• [Text passage]
(begin)

Compile and Build the Model
Compile the Model
#@title Compile model
learning_rate = 1e-3 # students can tune (= 0.001)
model.compile(
optimizer=keras.optimizers.Adam(learning_rate=learning_rate),
loss="binary_crossentropy",
metrics=[
"accuracy",
keras.metrics.AUC(name="auc"),
],
)model.compile(...) tells Keras:
- how to update the model (optimizer)
- how to measure errors (loss function)
- which metrics to compute during training/evaluation
It does not start training yet – it just configures the training procedure.
Learning rate
learning_rate = 1e-3 # = 0.001The learning rate controls how big the steps are in gradient descent.
- Too high → model jumps around, may never converge
- Too low → training is very slow, may get stuck in a bad spot
Here: 1e-3 is a common default starting point.
Optimizer: Adam
An optimizer tells the model how to update weights to reduce the loss using gradients.
optimizer=keras.optimizers.Adam(learning_rate=learning_rate)The Adam optimizer is great default optimizer to start with. It provides some cabapilities like:
- Adaptive learning rates per parameter
- Works well for many NLP and deep learning tasks
- Handles noisy gradients better than vanilla SGD
Loss Function: Binary Crossentropy
The loss measures how far the predictions are from the true labels. It’s what the optimizer tries to minimize.
loss="binary_crossentropy",We have choosen the binary_crossentropy because of:
- We have a binary classification problem: spam (1) vs ham (0)
- Output is a single probability (sigmoid)
- Binary crossentropy is the standard choice for this setup
Metrics: Accuracy and AUC
Metrics are readable performance indicators shown during training. Unlike the loss, we don’t optimize them directly; we just track them.
- Accuracy – how many predictions are correct (simple and intuitive)
- AUC (Area Under ROC Curve) – how well the model separates spam vs ham across thresholds
AUC is great in this case due to Spam detection is often about ranking messages by risk, not just picking a fixed threshold. AUC gives a good idea of separability even if the class distribution is imbalanced.
metrics=[
"accuracy",
keras.metrics.AUC(name="auc"),
],Train the Transformer model
In this step you will start with the training of the model. In this step, you can tweak/tune the training by adjusting the epoch parameter. An epoch is one full pass over the training dataset.

(end)

• [Written task 1] Rewrite the tutorial's paragraph beginning "In this step you will start" in shorter form, keeping its main facts.
• [Written task 2] Return the section of the tutorial from "- Output is" up to and including "(simple and intuitive)", copied word for word.
The data after this point comes from a different source.

• [Source excerpt]

(begin)

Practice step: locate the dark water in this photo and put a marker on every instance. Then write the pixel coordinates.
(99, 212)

(end)

• [Correct output 1] This step begins training the model. You can tune the training by adjusting the epoch parameter, where one epoch is a full pass over the training dataset.

• [Correct output 2]
- Output is a single probability (sigmoid)
- Binary crossentropy is the standard choice for this setup
Metrics: Accuracy and AUC
Metrics are readable performance indicators shown during training. Unlike the loss, we don’t optimize them directly; we just track them.
- Accuracy – how many predictions are correct (simple and intuitive)